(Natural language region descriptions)

────

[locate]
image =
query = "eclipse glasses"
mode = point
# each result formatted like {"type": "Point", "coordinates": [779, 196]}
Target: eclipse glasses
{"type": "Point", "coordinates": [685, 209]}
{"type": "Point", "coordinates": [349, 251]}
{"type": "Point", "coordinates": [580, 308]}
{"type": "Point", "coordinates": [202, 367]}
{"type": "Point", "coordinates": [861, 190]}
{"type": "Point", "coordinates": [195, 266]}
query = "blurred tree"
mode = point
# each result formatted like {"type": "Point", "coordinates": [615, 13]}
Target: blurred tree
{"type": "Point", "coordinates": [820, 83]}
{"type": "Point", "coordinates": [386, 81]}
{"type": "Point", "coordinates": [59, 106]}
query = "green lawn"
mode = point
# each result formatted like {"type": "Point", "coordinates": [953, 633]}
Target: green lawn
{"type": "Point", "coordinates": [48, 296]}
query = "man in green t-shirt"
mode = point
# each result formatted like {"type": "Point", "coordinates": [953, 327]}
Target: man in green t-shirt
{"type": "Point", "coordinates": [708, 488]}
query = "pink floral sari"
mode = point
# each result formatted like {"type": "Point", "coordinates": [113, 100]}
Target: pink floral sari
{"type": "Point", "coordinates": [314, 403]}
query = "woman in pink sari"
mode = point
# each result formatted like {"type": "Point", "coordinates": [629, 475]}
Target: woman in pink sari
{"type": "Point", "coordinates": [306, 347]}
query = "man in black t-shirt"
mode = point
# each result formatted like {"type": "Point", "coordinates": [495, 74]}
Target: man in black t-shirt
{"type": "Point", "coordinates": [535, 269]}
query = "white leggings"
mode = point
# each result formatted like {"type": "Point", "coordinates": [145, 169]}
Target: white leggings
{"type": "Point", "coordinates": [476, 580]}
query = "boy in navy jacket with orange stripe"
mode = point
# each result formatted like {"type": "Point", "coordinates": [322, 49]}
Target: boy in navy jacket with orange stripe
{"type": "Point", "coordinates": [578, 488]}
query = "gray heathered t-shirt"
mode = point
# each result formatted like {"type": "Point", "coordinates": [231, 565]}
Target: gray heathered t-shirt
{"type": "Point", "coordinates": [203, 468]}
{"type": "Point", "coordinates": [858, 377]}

────

## [TASK REQUIREMENTS]
Among the entries, find each line that includes the string "formatted" and copy it.

## [ANSWER BOX]
# each result formatted like {"type": "Point", "coordinates": [779, 196]}
# each result formatted like {"type": "Point", "coordinates": [615, 13]}
# each result formatted like {"type": "Point", "coordinates": [953, 633]}
# each result formatted like {"type": "Point", "coordinates": [953, 327]}
# each result formatted like {"type": "Point", "coordinates": [113, 100]}
# each result formatted like {"type": "Point", "coordinates": [629, 475]}
# each result formatted like {"type": "Point", "coordinates": [495, 74]}
# each result formatted like {"type": "Point", "coordinates": [145, 169]}
# each result formatted like {"type": "Point", "coordinates": [322, 49]}
# each result formatted like {"type": "Point", "coordinates": [231, 565]}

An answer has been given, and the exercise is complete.